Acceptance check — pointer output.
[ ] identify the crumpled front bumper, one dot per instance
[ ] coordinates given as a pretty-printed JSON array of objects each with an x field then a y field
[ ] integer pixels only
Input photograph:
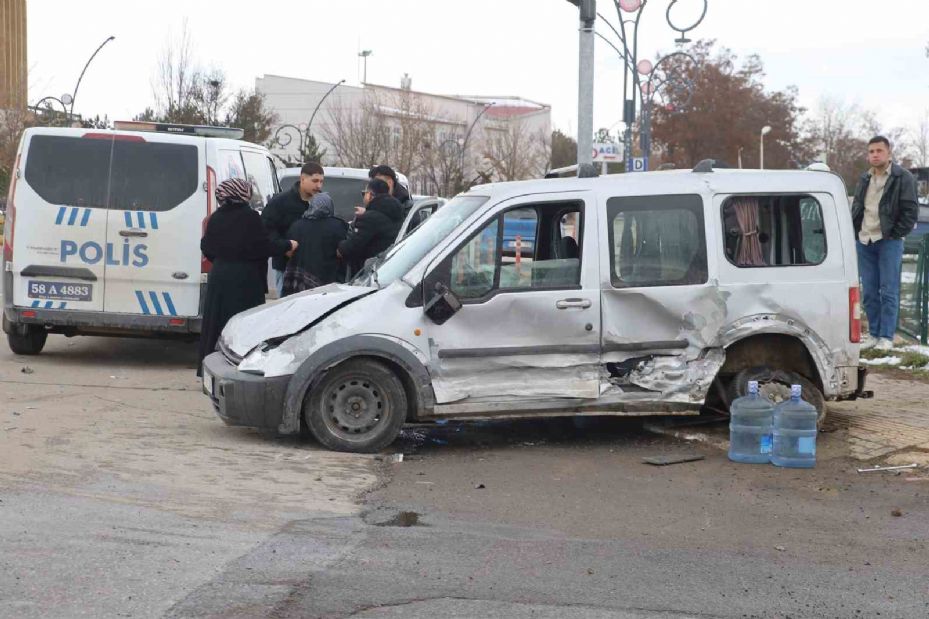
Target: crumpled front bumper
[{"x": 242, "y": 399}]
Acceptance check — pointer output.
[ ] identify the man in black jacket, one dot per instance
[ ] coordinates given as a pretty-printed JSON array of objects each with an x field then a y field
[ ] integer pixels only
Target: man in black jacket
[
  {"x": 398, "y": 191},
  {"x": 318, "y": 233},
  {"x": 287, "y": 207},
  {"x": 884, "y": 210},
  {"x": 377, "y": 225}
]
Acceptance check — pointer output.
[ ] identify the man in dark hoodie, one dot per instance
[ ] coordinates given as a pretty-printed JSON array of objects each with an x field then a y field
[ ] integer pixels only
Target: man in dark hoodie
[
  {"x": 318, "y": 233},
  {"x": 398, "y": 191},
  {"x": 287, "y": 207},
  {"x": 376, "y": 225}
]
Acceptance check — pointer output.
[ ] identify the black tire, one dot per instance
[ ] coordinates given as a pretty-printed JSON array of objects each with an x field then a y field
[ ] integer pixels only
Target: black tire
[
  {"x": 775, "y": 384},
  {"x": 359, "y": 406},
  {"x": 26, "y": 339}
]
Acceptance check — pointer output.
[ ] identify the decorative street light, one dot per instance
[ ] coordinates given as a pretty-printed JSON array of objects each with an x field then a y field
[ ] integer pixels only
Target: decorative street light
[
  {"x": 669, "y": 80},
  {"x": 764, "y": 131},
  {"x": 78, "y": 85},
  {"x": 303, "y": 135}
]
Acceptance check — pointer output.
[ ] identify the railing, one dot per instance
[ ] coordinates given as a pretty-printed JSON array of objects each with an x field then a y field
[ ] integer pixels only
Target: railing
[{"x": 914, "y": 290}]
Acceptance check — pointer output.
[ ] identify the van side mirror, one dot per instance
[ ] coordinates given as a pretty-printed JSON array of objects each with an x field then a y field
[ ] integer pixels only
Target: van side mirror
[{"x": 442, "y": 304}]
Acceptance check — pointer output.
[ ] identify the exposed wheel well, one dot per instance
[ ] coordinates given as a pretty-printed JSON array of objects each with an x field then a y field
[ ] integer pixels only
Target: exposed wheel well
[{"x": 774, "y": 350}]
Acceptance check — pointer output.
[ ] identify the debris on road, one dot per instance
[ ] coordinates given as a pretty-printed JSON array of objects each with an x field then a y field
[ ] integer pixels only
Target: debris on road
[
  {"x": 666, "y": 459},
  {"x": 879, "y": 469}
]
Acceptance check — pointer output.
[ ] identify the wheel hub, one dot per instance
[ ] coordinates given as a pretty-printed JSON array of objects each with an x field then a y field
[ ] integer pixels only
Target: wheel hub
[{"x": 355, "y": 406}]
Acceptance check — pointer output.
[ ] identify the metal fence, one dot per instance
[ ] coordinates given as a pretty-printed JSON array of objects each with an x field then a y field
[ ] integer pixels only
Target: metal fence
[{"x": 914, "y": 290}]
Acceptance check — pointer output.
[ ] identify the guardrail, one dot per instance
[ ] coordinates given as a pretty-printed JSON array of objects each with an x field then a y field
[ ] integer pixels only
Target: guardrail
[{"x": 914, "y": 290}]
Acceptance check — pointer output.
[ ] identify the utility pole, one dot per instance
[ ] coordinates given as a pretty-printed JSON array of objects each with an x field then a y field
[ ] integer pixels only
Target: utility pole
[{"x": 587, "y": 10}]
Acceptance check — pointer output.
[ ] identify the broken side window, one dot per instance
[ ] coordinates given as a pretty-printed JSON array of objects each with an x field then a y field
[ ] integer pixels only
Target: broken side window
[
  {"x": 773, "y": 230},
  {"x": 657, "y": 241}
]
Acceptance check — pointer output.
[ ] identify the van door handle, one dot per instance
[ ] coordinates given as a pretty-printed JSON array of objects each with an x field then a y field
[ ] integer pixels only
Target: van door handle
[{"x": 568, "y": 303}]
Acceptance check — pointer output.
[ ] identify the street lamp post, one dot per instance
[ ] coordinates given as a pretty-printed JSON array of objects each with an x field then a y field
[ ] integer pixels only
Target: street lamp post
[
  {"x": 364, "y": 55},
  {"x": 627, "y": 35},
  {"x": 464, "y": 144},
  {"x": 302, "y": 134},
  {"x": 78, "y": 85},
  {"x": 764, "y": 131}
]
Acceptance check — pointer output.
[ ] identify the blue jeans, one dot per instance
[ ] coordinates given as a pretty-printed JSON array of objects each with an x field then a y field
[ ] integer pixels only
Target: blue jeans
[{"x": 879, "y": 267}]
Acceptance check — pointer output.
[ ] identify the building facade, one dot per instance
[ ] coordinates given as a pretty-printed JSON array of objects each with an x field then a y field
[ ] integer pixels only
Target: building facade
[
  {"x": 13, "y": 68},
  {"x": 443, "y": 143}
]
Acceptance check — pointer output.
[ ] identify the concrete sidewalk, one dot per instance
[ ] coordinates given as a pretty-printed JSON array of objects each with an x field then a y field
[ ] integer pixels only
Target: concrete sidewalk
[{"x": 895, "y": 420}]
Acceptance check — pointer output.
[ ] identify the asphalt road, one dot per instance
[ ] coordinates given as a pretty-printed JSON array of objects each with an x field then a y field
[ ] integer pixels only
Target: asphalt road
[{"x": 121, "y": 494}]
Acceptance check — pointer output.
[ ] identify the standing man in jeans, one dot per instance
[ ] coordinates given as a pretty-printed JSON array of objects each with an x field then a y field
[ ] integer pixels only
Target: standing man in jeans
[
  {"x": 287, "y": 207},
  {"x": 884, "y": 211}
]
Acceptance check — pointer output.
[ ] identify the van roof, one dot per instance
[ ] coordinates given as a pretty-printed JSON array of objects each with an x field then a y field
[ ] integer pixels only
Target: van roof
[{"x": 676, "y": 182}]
* * *
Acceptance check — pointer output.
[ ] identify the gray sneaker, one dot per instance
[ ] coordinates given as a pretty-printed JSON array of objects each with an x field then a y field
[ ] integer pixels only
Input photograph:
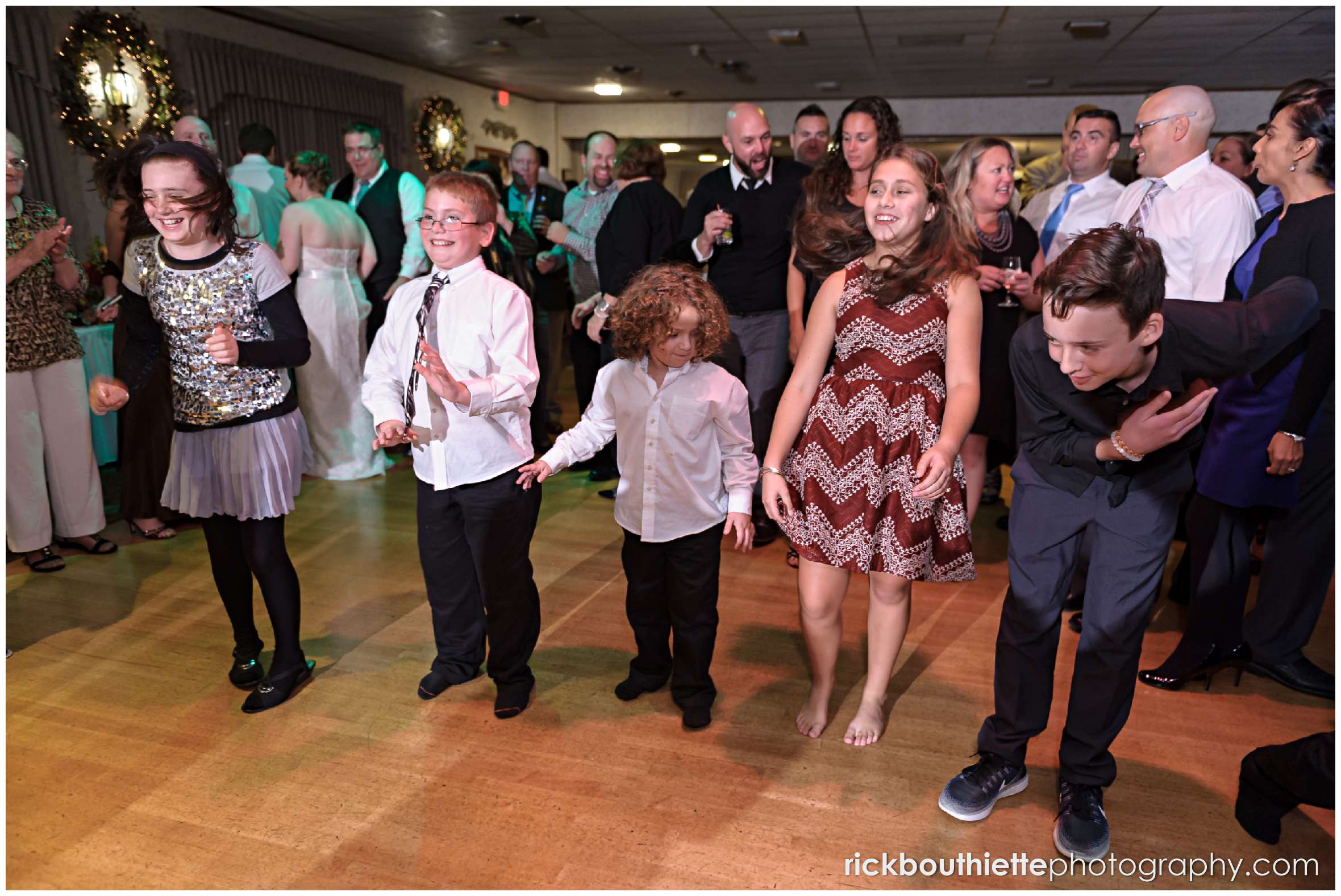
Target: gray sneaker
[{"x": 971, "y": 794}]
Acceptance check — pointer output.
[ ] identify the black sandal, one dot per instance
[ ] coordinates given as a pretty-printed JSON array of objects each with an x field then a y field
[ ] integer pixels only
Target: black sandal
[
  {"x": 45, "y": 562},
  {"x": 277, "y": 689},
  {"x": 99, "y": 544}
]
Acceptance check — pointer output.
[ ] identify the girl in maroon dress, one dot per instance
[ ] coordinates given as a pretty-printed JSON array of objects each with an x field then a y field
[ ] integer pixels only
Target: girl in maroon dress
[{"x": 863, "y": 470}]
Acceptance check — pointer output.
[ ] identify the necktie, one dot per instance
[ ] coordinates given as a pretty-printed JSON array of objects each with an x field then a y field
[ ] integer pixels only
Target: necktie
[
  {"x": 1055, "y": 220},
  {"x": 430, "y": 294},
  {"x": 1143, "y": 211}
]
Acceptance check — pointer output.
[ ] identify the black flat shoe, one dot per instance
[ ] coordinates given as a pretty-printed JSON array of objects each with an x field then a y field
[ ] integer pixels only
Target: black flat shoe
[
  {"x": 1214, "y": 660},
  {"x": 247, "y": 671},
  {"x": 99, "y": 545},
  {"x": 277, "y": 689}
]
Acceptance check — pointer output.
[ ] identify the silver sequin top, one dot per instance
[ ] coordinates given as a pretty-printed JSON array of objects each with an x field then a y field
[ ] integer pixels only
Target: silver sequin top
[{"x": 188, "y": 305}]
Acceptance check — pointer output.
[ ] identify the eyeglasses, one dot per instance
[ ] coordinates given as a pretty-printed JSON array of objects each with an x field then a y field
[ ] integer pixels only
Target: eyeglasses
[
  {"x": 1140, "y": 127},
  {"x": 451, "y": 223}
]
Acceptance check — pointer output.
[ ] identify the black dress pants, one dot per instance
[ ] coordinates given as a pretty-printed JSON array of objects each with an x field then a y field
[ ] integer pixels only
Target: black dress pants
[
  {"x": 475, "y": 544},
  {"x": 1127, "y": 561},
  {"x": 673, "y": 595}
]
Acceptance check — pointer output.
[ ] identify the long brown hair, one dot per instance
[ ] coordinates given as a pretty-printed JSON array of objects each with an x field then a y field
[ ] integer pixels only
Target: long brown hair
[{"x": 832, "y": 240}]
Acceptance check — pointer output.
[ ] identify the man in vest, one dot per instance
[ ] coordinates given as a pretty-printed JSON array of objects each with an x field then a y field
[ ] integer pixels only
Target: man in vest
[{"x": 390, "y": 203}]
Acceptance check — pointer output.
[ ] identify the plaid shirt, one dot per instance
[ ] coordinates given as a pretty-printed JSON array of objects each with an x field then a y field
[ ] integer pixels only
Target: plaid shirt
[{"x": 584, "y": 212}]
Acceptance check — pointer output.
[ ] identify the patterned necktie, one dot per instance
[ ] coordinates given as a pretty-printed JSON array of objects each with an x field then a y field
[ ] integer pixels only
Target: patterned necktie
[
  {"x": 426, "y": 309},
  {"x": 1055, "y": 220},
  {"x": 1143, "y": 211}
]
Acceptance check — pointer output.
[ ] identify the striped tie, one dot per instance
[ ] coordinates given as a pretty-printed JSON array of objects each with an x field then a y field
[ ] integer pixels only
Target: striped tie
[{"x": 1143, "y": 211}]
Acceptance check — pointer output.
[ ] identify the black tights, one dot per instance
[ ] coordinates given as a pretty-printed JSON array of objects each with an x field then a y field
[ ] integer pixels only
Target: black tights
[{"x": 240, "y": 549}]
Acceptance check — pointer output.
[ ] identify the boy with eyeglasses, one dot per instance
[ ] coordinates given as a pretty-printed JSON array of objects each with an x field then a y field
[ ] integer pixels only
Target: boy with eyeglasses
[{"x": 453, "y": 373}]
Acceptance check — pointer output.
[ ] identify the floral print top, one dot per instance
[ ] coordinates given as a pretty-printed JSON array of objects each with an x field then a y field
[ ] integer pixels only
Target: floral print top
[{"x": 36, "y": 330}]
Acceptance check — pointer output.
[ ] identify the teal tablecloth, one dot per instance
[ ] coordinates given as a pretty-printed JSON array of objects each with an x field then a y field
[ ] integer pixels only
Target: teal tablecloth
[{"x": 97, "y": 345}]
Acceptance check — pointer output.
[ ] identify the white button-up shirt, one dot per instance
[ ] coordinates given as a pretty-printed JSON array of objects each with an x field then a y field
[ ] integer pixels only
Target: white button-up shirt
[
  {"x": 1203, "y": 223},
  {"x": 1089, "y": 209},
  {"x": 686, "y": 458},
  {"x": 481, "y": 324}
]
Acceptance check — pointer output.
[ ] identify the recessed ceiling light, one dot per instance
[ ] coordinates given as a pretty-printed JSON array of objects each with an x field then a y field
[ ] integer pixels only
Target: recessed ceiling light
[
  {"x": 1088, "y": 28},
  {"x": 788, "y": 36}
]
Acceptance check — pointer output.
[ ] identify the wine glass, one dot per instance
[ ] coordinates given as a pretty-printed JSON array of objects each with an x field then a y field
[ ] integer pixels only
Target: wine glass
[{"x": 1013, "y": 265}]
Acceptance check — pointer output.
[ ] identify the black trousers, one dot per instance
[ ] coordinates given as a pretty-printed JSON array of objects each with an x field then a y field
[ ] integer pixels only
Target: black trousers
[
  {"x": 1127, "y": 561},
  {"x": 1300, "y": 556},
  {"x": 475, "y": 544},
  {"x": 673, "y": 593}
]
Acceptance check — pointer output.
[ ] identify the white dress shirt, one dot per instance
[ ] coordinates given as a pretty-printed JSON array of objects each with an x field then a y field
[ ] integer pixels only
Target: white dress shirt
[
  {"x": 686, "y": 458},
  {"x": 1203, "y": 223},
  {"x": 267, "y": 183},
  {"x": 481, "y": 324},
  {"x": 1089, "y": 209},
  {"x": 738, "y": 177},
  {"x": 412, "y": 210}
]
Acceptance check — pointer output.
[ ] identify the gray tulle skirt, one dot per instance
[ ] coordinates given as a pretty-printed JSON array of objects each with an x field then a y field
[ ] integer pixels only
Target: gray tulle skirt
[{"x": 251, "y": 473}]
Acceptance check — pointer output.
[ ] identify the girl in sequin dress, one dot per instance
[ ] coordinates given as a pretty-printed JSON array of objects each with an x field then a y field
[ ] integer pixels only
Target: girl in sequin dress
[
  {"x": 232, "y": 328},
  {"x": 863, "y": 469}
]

▸ **TO BE DONE**: Count the lines in the records above that contain the string "teal", matching case exactly. Give only the number.

▸ **ANSWER TO THE PROBLEM**: 2